## [Page extract]
┏━━

COVID-19’s ease of spread makes transfer to your home a near certainty without separation and protection. As such, states and locales are taking important steps to help protect our larger national family – shutting borders, installing checkpoints, quarantining travelers, closing mass-meeting places, and encouraging everyone to just stay home. There are some who still resist, fighting the calls for separation and isolation as violating our Constitutional rights.

Pushing back from the community is counterintuitive to the good nature of the fire service psyche. However, if ever there was a time for us as a citizenry and for our people to understand the meaning of “the greater good,” that time is now.

Support your people and help them see the bigger picture, specifically that there will be long-term gains to come out of the short-term pains. It is important to demonstrate the behaviors you want your community to follow. While it’s difficult to do what we do without being out in the community, it isn’t difficult to limit group meetings and provide distance between workers while they’re conducting virtual and small group training.

The hits keep coming

If all of this wasn’t enough, the “regular”/non-COVID-19 911 calls keep coming. Many places have seen a reduction in car wrecks because there’s less traffic on the roads. Regardless, there are still myriad calls to answer. Your people need help getting through the combination of COVID-19 and all the regular drumbeat of pain and suffering.

Some steps departments have taken to minimize risk through COVID-19, while continuing to answer calls:

  • Reduce the number of people dispatched to low-acuity calls.

┗━━

## [Recorded information]

┏━━

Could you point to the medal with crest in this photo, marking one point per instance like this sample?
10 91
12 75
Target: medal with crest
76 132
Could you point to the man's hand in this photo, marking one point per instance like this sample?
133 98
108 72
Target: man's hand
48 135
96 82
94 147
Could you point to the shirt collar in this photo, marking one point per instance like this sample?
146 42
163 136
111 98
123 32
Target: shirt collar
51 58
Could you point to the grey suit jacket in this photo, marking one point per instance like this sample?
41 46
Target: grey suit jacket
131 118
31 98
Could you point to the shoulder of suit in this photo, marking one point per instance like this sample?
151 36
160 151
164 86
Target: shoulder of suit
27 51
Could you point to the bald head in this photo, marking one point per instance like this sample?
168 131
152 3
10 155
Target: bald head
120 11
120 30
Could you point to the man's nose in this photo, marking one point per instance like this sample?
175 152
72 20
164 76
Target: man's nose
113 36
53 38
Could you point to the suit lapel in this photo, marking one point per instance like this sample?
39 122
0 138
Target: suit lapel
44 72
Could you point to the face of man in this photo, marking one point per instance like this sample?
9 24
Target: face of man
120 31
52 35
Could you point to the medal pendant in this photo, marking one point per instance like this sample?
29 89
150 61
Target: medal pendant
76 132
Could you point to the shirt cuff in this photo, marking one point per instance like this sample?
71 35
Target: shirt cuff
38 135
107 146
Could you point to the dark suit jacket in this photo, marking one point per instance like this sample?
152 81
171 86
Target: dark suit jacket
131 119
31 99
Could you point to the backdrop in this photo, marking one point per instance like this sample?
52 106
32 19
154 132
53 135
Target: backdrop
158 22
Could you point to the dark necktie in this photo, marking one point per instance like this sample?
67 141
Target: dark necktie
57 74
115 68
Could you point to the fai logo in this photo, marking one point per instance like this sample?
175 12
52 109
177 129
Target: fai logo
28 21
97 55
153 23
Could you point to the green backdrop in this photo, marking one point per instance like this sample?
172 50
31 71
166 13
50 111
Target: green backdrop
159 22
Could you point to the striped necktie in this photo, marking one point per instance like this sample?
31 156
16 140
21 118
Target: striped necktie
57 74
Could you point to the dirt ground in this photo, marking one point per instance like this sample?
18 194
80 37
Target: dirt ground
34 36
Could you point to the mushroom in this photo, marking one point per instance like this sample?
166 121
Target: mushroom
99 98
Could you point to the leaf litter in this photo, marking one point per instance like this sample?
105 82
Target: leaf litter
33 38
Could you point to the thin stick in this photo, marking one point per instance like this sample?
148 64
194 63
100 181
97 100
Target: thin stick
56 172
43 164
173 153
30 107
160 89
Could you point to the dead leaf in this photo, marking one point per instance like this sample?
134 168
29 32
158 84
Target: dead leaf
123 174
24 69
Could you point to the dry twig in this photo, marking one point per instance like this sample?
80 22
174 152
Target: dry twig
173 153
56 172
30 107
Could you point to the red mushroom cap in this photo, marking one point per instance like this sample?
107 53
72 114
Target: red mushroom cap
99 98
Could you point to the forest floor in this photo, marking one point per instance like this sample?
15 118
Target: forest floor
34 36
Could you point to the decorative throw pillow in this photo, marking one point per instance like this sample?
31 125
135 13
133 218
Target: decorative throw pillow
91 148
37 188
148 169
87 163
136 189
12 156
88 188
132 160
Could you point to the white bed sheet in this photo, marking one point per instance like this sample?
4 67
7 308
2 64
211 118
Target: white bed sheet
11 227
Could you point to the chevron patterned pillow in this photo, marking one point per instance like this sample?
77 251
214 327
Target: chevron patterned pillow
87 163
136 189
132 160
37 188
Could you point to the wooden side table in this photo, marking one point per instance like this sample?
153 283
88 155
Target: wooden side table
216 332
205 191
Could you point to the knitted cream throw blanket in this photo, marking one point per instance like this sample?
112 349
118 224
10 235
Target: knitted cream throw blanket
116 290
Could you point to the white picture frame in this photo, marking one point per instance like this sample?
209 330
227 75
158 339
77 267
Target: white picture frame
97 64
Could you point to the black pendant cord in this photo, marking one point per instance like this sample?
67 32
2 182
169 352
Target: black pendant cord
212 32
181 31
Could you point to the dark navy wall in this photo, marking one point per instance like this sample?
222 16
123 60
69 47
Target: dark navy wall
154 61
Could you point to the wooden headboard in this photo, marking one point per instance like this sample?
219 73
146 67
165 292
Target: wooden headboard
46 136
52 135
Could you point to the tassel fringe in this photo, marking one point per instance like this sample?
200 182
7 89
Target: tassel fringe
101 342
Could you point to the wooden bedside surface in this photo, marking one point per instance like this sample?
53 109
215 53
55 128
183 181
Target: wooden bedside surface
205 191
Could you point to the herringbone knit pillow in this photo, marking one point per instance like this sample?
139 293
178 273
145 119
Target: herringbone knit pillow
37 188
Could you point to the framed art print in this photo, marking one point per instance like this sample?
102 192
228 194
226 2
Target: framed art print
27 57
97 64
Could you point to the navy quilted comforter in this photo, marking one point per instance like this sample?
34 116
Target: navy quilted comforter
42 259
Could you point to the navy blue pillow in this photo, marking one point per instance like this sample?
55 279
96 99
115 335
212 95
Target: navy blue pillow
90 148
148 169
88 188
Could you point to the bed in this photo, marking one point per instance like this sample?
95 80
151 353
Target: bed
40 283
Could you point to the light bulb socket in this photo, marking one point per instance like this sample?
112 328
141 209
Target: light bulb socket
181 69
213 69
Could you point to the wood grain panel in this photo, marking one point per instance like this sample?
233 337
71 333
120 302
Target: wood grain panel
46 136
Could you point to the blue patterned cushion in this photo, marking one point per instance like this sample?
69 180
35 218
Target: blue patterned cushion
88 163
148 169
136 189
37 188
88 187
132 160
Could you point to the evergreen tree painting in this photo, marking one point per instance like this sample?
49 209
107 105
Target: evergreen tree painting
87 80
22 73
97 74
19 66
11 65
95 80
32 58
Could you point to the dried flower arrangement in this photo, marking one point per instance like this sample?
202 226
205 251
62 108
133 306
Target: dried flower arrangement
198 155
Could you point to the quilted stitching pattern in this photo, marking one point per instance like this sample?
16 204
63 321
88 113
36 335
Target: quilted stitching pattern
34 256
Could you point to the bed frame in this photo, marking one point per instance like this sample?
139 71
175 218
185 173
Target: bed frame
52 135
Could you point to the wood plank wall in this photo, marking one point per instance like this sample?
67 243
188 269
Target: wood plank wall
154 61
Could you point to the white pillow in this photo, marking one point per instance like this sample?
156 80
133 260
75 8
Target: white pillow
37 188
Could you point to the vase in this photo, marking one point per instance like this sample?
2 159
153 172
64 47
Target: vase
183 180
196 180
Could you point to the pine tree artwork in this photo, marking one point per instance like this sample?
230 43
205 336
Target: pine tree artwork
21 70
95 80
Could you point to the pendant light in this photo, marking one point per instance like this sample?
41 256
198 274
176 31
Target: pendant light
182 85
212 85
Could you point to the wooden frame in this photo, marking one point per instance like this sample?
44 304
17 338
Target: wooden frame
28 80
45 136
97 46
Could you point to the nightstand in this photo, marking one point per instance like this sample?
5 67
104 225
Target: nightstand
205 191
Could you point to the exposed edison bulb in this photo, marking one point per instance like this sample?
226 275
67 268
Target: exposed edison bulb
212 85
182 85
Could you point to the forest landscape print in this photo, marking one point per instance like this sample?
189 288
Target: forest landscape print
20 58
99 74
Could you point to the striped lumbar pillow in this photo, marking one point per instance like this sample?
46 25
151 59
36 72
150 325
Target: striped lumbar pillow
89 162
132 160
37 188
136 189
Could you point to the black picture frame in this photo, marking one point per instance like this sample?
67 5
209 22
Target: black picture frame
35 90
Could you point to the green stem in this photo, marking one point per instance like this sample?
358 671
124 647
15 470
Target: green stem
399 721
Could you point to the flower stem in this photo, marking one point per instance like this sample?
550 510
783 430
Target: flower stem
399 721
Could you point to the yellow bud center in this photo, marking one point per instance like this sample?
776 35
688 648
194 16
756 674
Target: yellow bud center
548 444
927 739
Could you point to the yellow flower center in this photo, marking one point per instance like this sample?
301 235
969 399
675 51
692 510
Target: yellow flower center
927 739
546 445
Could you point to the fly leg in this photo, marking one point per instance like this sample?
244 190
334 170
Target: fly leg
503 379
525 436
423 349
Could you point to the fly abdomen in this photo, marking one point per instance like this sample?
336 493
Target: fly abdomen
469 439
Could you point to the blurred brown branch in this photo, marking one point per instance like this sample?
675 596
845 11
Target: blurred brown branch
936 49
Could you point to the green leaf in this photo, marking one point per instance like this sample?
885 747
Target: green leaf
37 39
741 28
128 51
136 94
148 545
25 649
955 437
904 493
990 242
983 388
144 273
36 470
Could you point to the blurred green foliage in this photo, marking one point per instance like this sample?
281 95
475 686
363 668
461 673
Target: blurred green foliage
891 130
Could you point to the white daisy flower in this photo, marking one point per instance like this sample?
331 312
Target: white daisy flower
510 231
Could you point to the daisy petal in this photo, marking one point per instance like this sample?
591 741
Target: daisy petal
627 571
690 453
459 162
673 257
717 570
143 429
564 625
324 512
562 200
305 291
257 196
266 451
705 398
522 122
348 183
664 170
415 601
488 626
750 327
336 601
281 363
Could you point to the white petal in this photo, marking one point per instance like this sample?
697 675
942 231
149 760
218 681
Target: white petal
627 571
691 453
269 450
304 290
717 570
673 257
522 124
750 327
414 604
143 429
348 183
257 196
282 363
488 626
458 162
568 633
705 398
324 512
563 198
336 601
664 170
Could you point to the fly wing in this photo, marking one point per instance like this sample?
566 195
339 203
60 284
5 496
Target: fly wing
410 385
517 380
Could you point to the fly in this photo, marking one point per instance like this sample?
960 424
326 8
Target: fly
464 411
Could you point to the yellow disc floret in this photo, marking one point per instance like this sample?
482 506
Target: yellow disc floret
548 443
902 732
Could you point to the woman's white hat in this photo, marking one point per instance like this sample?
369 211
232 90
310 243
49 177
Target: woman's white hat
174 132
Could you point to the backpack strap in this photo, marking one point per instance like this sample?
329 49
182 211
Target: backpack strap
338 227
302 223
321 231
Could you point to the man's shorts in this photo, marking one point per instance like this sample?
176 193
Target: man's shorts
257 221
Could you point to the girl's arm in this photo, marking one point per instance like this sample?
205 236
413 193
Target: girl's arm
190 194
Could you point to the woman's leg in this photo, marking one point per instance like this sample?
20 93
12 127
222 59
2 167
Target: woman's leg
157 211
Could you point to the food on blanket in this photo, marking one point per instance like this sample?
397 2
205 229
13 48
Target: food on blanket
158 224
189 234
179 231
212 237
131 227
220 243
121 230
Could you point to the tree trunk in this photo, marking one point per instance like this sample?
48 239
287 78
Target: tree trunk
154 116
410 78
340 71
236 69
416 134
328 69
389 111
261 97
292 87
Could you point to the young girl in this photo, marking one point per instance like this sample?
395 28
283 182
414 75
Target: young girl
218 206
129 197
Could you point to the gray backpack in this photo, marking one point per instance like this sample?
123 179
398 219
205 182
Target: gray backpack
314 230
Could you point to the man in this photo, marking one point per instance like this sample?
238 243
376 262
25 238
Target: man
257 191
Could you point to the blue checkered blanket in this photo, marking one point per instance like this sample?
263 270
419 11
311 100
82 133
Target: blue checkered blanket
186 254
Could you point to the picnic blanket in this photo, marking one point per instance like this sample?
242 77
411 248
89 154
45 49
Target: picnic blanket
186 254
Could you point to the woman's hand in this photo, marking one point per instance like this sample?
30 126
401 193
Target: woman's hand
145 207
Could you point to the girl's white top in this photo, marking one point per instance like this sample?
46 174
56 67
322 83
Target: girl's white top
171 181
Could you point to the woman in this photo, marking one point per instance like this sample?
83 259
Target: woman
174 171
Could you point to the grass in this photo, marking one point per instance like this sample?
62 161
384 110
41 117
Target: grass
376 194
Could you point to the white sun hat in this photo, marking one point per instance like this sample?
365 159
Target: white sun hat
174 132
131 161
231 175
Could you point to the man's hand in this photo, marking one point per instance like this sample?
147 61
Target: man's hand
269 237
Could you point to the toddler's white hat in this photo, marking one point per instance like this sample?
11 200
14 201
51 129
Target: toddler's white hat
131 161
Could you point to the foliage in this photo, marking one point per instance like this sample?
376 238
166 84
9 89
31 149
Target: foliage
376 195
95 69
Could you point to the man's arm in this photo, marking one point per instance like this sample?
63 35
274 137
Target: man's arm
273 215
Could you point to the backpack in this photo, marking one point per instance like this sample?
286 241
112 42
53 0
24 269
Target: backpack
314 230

┗━━

## [Work order A]
In the article on fire departments during COVID-19, why does it say many places have seen a reduction in car wrecks?
## [Work order B]
Continue the article on fire departments during COVID-19 from the point where it stops.

## [Answer area A]
There is less traffic on the roads.

## [Answer area B]
  • Establish protocols that minimize the number of people going into closed environments, while maintaining crew safety.
  • Cancel public events and traditional program deliveries; you can pick them up later.
  • Cancel station tours to limit contamination.
  • Maintain staffing levels and protocols that provide for crew safety – don’t compromise here!

While it is critical that we answer the new calls for COVID-19, it’s also important we adapt to the new normal. While you adjust, make sure you haven’t thrown the baby out with bathwater. There are still important things that we need to do – record-keeping, disaster protocols, supply ordering, apparatus repairs, station maintenance, gear cleaning, etc. – figurative and literal fires we need to put out, and unforeseen issues we will need to address.

Focus on your people and JDTRT

As much as we need our people to practice the personal tetrahedron, they need you to model the behavior. Your ability to be physically strong, morally focused and mentally tough will manifest in your ability – and that of your crews – to provide quality service.

Don’t forget JDTRT, and tell your folks thank you for a job well done – today and every day.